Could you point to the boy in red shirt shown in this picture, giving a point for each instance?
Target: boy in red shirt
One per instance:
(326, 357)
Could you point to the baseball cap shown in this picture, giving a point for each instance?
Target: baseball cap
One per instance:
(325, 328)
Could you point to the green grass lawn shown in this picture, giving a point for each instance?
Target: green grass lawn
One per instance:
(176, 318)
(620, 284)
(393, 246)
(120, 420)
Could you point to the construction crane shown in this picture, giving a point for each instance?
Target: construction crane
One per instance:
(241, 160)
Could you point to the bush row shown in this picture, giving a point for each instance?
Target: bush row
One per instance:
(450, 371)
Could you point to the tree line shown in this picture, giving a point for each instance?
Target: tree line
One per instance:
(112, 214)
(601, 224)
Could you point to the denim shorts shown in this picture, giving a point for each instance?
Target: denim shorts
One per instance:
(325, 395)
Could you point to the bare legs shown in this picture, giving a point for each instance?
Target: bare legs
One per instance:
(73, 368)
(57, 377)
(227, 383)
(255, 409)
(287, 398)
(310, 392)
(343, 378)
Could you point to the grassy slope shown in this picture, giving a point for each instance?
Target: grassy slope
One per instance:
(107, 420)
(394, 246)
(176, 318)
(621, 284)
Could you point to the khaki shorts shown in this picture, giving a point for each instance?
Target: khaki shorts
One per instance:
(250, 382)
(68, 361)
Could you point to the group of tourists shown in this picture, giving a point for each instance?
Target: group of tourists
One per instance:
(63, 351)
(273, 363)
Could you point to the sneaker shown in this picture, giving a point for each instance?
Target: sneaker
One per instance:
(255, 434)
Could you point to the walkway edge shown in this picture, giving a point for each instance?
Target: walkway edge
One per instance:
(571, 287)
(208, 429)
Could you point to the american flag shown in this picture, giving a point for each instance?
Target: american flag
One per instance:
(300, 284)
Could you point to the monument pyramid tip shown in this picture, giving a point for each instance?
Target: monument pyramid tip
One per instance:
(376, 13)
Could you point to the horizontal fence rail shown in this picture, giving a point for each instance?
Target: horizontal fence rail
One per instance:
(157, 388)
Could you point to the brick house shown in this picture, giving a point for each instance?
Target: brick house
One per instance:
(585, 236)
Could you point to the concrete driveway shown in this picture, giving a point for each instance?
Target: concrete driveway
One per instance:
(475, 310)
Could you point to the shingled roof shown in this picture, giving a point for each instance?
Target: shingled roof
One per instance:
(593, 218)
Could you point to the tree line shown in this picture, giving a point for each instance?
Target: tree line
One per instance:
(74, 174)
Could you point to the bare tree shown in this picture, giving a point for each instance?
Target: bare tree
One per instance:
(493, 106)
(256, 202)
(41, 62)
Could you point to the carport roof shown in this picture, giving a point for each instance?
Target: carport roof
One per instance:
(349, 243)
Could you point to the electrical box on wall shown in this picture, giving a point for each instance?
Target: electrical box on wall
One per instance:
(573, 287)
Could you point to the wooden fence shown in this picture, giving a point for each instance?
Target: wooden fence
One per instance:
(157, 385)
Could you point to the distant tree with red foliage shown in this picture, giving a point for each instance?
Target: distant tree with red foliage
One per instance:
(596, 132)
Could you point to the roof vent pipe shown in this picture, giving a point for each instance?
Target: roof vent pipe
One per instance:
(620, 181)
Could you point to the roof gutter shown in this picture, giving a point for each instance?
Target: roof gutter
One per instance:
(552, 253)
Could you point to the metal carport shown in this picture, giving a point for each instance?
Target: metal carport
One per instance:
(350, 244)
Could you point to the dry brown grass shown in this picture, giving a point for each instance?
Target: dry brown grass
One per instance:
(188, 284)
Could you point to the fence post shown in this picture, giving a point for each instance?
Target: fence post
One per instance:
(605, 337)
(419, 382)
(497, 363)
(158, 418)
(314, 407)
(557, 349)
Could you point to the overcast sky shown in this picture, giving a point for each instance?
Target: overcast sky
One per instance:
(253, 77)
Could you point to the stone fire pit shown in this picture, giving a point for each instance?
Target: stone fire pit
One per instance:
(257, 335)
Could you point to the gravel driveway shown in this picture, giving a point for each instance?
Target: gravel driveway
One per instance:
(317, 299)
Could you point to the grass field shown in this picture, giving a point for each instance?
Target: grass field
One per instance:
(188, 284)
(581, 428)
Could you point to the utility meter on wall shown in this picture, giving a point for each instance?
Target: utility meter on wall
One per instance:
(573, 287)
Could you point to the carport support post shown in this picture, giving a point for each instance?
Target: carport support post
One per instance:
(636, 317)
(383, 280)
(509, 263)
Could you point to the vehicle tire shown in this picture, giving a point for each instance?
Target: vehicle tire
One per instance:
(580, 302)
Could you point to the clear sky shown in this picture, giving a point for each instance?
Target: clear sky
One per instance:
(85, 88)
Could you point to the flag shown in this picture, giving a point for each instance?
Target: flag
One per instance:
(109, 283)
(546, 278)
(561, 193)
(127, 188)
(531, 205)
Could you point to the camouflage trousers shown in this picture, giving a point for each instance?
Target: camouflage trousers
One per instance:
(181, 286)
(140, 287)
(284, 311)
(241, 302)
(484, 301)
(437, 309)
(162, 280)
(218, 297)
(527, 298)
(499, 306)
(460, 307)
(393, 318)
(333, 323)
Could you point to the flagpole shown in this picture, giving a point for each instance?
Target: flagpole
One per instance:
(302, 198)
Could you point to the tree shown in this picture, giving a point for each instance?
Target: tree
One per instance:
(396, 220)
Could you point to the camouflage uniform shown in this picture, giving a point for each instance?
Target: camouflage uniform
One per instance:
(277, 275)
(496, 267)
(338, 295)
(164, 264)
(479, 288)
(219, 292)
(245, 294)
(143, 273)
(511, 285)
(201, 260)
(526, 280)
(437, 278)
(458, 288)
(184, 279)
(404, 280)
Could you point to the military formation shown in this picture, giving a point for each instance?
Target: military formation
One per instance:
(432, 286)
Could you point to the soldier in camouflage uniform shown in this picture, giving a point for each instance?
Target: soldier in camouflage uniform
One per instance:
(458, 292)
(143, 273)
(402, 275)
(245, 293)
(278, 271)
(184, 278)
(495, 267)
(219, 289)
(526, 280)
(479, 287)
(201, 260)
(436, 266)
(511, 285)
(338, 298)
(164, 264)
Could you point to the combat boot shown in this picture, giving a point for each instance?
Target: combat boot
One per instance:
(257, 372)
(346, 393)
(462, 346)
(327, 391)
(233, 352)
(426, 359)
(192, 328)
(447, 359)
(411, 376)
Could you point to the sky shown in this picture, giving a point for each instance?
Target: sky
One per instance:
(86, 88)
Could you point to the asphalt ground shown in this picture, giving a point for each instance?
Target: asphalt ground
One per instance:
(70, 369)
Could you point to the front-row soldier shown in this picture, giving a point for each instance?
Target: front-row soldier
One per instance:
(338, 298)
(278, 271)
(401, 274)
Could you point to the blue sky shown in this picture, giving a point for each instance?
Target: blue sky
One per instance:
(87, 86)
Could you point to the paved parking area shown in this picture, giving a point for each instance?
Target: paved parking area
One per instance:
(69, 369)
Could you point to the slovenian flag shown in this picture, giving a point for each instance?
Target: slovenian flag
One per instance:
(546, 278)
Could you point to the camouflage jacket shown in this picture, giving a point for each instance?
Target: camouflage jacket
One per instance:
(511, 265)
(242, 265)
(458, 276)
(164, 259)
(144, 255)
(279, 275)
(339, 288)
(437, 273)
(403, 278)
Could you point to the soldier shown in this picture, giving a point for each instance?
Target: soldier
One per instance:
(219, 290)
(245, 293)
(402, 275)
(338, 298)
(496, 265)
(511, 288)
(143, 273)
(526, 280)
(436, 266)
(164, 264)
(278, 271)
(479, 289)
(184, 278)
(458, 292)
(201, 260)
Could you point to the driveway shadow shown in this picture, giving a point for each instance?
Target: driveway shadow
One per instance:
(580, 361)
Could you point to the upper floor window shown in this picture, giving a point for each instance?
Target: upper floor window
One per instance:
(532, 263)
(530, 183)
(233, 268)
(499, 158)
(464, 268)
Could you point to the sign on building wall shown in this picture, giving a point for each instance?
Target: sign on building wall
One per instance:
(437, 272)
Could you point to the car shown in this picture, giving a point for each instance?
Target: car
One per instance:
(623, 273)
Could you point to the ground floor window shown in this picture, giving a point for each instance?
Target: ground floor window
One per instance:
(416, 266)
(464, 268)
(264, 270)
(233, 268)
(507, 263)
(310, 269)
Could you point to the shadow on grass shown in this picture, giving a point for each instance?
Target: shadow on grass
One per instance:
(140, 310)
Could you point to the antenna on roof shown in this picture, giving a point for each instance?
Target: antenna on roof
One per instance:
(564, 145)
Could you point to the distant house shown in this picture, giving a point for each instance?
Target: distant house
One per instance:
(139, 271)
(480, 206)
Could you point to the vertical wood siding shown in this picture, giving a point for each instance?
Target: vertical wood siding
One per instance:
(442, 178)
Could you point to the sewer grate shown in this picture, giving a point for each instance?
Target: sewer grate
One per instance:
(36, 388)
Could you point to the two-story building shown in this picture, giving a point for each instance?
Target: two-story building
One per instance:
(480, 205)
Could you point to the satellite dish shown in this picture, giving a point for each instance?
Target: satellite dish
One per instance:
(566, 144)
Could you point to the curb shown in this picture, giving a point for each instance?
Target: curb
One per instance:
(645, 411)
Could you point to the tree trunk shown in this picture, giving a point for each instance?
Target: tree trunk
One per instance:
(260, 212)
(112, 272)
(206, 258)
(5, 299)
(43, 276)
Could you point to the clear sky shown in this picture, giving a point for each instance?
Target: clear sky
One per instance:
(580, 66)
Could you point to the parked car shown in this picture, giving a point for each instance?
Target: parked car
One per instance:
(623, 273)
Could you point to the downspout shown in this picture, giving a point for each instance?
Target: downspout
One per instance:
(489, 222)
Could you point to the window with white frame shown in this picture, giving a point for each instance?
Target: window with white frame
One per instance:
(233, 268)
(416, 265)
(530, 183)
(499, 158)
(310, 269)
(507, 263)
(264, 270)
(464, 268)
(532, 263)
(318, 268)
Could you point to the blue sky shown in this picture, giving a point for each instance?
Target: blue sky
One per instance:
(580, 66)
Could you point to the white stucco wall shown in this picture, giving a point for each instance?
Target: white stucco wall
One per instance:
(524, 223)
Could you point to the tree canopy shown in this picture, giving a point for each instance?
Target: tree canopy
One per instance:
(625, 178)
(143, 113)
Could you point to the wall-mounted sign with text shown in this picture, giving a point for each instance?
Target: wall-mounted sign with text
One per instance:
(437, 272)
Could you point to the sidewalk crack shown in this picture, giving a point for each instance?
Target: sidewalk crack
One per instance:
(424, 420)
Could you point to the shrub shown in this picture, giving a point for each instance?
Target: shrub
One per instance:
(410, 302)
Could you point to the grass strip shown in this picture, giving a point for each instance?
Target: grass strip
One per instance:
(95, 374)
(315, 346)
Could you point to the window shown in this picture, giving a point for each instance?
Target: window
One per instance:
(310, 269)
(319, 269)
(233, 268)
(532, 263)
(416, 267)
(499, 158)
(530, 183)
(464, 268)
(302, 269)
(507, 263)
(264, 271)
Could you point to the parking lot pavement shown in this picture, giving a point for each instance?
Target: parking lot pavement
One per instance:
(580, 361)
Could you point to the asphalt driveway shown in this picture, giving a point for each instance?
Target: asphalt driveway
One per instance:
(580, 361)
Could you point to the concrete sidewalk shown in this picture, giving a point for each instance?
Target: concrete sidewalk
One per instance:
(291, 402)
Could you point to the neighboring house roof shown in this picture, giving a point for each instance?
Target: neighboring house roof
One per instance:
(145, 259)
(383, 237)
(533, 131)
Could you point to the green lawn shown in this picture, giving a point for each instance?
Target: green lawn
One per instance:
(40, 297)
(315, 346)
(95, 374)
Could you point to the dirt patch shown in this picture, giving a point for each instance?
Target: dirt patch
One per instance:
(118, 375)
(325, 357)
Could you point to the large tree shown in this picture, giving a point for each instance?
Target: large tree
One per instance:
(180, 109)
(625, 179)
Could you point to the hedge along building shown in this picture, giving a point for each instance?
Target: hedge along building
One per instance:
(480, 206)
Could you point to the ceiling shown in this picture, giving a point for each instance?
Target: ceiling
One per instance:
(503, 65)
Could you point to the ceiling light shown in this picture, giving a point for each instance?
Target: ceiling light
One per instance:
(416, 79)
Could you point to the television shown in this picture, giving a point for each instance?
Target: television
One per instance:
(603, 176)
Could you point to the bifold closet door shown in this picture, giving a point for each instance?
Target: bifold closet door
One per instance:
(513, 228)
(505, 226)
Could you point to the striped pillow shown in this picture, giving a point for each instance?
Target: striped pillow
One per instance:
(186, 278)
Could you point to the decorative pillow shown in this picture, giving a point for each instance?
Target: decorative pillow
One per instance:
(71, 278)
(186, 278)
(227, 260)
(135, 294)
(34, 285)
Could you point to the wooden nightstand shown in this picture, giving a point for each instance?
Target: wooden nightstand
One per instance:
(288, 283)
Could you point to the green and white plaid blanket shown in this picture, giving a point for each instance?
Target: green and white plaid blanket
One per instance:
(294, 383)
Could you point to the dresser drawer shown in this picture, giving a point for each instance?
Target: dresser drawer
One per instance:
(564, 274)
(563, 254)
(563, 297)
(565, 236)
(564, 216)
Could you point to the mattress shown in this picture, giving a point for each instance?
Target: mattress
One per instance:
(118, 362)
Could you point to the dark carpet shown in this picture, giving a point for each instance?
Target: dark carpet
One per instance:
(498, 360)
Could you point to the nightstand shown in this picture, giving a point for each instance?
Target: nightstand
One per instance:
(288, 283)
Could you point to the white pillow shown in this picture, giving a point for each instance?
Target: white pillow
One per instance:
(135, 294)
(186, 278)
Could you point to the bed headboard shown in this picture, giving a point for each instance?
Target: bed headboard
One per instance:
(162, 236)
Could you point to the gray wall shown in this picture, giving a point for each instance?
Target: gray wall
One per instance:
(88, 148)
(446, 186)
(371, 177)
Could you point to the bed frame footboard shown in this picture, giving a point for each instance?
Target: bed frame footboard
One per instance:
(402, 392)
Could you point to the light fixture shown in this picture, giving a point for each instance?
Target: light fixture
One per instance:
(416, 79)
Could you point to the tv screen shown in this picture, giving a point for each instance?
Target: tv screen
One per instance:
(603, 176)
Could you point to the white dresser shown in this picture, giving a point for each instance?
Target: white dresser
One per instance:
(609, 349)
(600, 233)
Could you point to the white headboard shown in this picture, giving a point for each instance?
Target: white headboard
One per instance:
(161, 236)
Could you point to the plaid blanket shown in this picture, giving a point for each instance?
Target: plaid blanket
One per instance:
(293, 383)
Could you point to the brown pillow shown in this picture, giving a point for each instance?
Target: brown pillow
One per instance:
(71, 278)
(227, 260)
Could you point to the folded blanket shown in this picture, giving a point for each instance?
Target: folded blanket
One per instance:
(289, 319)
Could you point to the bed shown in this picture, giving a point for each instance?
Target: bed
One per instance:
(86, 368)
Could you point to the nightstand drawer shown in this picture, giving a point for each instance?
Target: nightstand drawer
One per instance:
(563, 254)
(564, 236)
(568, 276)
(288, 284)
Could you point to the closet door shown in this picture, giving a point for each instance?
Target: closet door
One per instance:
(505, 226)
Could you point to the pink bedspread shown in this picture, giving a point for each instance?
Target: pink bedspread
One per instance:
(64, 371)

## WHAT THE TASK ASKS
Go through the records above and return each line in which the word "jacket" occurs.

## RESPONSE AREA
Could you point to the camouflage jacket shown in this picture, giving a point for each instance?
Target: camouflage jacket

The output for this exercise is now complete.